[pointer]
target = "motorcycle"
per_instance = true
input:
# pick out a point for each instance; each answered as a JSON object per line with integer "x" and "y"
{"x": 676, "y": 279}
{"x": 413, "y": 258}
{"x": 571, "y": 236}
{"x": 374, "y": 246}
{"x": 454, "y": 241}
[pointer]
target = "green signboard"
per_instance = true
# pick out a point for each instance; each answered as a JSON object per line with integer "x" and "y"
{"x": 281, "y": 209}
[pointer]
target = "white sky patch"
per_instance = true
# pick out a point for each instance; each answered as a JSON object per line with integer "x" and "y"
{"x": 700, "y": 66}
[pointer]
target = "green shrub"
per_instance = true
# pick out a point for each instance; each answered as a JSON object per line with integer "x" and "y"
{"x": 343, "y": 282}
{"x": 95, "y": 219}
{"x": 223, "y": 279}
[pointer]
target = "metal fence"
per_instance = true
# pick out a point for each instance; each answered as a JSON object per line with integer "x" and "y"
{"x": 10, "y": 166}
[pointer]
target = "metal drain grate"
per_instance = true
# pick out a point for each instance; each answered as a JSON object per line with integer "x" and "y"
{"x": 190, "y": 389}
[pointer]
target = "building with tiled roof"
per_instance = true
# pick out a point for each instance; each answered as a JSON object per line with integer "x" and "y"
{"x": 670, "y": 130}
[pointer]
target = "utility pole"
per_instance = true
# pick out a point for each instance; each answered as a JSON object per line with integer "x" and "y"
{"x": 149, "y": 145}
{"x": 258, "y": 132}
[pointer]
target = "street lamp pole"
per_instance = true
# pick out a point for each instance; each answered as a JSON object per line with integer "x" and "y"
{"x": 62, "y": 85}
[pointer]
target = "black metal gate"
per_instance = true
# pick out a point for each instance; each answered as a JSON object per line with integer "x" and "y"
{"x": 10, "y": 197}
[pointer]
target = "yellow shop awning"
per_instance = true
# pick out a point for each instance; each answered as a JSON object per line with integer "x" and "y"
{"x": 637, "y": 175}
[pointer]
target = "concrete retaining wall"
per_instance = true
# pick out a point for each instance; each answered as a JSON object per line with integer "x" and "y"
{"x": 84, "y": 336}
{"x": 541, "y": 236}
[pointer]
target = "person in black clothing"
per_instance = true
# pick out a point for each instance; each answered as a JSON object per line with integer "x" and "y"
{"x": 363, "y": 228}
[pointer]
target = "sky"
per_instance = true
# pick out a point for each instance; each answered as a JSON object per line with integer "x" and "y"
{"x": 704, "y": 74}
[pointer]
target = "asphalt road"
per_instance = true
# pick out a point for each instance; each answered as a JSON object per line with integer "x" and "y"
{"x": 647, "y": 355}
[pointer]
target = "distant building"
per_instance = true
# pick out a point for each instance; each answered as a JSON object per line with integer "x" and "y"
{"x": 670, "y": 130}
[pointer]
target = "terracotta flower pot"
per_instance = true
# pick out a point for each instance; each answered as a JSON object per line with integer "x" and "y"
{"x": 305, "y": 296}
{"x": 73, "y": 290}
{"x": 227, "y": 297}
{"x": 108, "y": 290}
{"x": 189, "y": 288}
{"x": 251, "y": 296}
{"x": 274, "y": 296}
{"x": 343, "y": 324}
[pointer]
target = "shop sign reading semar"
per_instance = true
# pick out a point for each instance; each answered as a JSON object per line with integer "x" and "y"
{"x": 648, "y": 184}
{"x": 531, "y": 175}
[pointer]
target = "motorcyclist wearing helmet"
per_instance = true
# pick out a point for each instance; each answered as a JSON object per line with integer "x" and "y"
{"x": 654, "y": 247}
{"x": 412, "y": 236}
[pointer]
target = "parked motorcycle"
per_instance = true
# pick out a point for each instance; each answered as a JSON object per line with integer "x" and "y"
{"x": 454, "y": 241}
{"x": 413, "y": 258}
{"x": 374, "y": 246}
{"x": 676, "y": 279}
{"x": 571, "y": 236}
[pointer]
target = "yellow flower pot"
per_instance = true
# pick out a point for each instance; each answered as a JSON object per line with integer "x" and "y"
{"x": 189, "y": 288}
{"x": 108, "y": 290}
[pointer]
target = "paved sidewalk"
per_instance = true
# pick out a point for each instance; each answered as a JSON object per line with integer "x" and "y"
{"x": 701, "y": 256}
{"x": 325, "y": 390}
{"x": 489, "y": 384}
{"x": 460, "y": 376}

WHAT THE TASK REQUIRES: Your job is to give the data above again exactly, in full.

ANSWER SECTION:
[pointer]
target = "motorcycle"
per_instance = true
input:
# pick out a point for each instance; each answered as a JSON object per line with integer "x" and "y"
{"x": 676, "y": 279}
{"x": 413, "y": 258}
{"x": 571, "y": 236}
{"x": 374, "y": 246}
{"x": 454, "y": 241}
[pointer]
target = "green signboard"
per_instance = true
# pick out a point for each instance; each answered as a JSON object per line with integer "x" and "y"
{"x": 281, "y": 209}
[pointer]
target = "white sky patch"
per_instance = true
# pick out a point for each instance; each answered as a JSON object per line with integer "x" and "y"
{"x": 700, "y": 66}
[pointer]
target = "green shrub"
per_instance = true
# pick out a point for each instance; each answered as a JSON object per line with integer "x" and "y"
{"x": 343, "y": 282}
{"x": 95, "y": 219}
{"x": 223, "y": 279}
[pointer]
target = "metal fence"
per_instance = true
# pick out a point for each instance; each answered as a JSON object per line with integer "x" and "y"
{"x": 10, "y": 166}
[pointer]
target = "metal drain grate"
per_instance = true
# pick out a point for each instance; each answered as a JSON object per line with integer "x" and "y"
{"x": 190, "y": 389}
[pointer]
target = "building with tiled roof"
per_instance = true
# pick out a point for each instance; each answered as a JSON object per line with integer "x" and "y"
{"x": 670, "y": 130}
[pointer]
target = "utility pole"
per_instance = true
# pick out a point for each instance; each answered as a JSON object per line with integer "x" and "y"
{"x": 149, "y": 145}
{"x": 258, "y": 132}
[pointer]
target = "street lamp pole"
per_instance = true
# pick out a point for each instance; each answered as a JSON object per line with integer "x" and "y"
{"x": 62, "y": 85}
[pointer]
target = "black metal gate"
per_instance = true
# pick out a point for each instance; each answered as a JSON object per line with integer "x" and "y"
{"x": 10, "y": 197}
[pointer]
target = "yellow shop awning"
per_instance = true
# pick out a point for each instance; each answered as a JSON object per line with integer "x" and "y"
{"x": 637, "y": 175}
[pointer]
target = "concrete retaining wall"
per_instance = true
# pick out a point for each instance; each answered as a JSON object per line with integer "x" and "y"
{"x": 84, "y": 336}
{"x": 541, "y": 236}
[pointer]
target = "person in black clothing"
per_instance = true
# pick out a point for each instance; each answered as a JSON object per line with integer "x" and "y"
{"x": 363, "y": 228}
[pointer]
target = "sky"
per_instance = true
# pick out a point for each instance; each answered as a JSON object per line with integer "x" and "y"
{"x": 704, "y": 74}
[pointer]
target = "asphalt road"
per_instance = true
# pick out a point for each instance; each answered as a JSON object per line with integer "x" and "y"
{"x": 647, "y": 355}
[pointer]
target = "distant building"
per_instance = true
# pick out a point for each instance; each answered as a JSON object per line with integer "x" and "y"
{"x": 670, "y": 130}
[pointer]
target = "terracotta flower pot"
per_instance = true
# pick out a point for each instance; each answered as a JSON object per line with integer "x" and "y"
{"x": 305, "y": 296}
{"x": 73, "y": 290}
{"x": 227, "y": 297}
{"x": 108, "y": 290}
{"x": 189, "y": 288}
{"x": 251, "y": 296}
{"x": 274, "y": 296}
{"x": 343, "y": 324}
[pointer]
target = "shop sign reading semar"
per_instance = true
# pick out a point for each instance; each answered as a JSON object per line with integer "x" and "y"
{"x": 648, "y": 184}
{"x": 531, "y": 175}
[pointer]
target = "motorcyclist wearing helmet"
per_instance = true
# pick out a point for each instance; each answered as a JSON object per line with integer "x" and "y"
{"x": 654, "y": 247}
{"x": 412, "y": 236}
[pointer]
target = "parked motorcycle"
per_instance = true
# pick out a point for each instance; each answered as a JSON object per line with integer "x" and "y"
{"x": 454, "y": 241}
{"x": 413, "y": 258}
{"x": 374, "y": 246}
{"x": 676, "y": 279}
{"x": 571, "y": 236}
[pointer]
target = "yellow flower pot"
per_instance = true
# pick out a point for each instance; each answered as a JSON object per line with integer "x" and "y"
{"x": 189, "y": 288}
{"x": 108, "y": 290}
[pointer]
target = "paved sidewalk"
per_instance = true
# pick out a point for each instance; each answered as a JSON object per line with integer "x" and "y"
{"x": 701, "y": 256}
{"x": 325, "y": 390}
{"x": 489, "y": 384}
{"x": 460, "y": 376}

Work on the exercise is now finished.